:: Selected passage ::

Two employees walk past a reactor at the Marcoule nuclear site in southeastern France.

Understanding where nuclear materials come from and how they are enriched can help us appreciate how difficult it is to prevent countries from turning raw materials into powerful weapons.

Where does nuclear material come from?

It all starts in the earth’s crust, home to uranium ore. Uranium is found all over the world, though mostly in trace quantities. Five countries—Australia, Canada, Kazakhstan, Namibia, and Russia—possess two-thirds of the world’s known supply. 

Uranium is mined from the earth and then converted to gas so it can be enriched for nuclear purposes—either peaceful or destructive.

Fission is one of the scientific processes at the base of nuclear energy

Nuclear fission occurs when neutrons bombard atomic nuclei and split them, releasing massive amounts of energy. Fission occurs easily in only a few isotopes, or forms of elements, typically uranium and plutonium. (Unlike uranium, plutonium isn’t found in nature—we’ll return to this issue later.)

In nature, uranium is a mix of mostly two isotopes: uranium-235 (U-235) and uranium-238 (U-238). U-235 is especially important because it easily undergoes fission (unlike U-238) and is extremely rare, accounting for less than 1 percent of the world’s natural uranium.

:::
:: Information ::

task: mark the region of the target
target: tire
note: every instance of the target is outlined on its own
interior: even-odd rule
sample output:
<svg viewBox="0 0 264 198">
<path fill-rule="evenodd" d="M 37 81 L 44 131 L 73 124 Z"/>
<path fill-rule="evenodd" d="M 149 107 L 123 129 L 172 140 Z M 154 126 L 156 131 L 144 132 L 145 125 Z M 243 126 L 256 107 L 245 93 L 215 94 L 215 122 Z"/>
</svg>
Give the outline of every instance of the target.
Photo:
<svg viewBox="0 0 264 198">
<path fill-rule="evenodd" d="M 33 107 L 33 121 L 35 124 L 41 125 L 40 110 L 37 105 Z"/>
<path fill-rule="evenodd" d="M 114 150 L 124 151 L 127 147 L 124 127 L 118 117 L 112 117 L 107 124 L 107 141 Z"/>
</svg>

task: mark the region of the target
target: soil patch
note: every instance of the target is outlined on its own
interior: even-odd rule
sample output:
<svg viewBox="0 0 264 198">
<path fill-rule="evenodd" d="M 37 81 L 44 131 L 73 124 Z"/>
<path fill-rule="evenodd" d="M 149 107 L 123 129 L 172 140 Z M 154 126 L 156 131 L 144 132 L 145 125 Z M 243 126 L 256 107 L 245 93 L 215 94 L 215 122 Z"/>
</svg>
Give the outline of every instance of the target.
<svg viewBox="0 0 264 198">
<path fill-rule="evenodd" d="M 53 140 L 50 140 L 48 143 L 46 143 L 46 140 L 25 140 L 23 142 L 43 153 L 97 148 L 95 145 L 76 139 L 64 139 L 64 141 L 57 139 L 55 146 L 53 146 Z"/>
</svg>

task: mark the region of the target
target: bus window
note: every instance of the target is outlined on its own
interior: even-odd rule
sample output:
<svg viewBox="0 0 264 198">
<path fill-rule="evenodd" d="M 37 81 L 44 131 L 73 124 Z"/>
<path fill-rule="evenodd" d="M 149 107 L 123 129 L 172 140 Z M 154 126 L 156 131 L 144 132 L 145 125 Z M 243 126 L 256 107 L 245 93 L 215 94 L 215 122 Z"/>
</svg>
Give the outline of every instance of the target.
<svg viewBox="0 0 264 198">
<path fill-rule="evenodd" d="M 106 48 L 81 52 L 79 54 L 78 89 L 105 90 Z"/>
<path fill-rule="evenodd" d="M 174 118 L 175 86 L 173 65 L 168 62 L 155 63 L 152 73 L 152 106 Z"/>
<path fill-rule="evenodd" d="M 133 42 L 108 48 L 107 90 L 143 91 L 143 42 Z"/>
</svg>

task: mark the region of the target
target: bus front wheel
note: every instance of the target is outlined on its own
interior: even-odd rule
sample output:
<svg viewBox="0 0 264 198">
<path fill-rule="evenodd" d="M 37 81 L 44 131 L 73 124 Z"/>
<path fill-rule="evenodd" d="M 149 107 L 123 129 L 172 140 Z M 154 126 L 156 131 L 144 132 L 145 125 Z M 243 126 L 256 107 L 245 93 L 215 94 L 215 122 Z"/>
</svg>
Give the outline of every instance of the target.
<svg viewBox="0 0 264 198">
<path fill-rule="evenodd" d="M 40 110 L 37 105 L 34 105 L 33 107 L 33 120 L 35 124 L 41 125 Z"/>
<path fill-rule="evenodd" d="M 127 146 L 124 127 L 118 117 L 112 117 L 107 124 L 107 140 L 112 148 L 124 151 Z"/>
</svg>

:::

**Brief:** Pick up the passage on nuclear materials and uranium enrichment after its final sentence and continue it.

**Answer box:**
So countries with nuclear ambitions—peaceful or not—need to first increase the proportion of U-235 in their uranium samples through a process called enrichment.

In most cases, nuclear energy production begins with uranium enrichment.

Uranium enrichment most commonly occurs in gas centrifuges. After uranium is converted into gas, it is fed into centrifuges, which rotate at high speeds, to separate the slightly heavier U-238 from U-235. Each round of rotation in a centrifuge lowers the proportion of U-238 and increases that of U-235 in the sample. Uranium can be enriched to various levels, which fall into two categories:

  • low-enriched uranium (LEU), which has less than 20 percent U-235 and is often used for nuclear power or in non-power reactors, which produce materials for medical use, scientific research, and other purposes; and
  • highly enriched uranium (HEU), which has 20 percent or more U-235 and is mainly used for military purposes: to develop nuclear weapons and in a few other specialized applications such as the reactors on nuclear-powered submarines.

Any level of HEU can be used for a weapon, but HEU enriched to at least 90 percent, sometimes called weapons-grade uranium, is the most common. The more enriched the uranium is, the less of it is needed for a weapon. That means warheads can be smaller and lighter, enabling missiles to cover greater distances and aircraft to deliver more weapons.

Once a country can enrich uranium, it can produce enough HEU for a nuclear weapon within months. 

The materials, technology, and expertise needed for enrichment can be used to both generate nuclear power and develop nuclear weapons. Once a country is capable of enriching uranium for nuclear purposes, even peaceful ones, it usually can produce enough material for a nuclear weapon. For this reason, monitoring proliferation is exceptionally difficult.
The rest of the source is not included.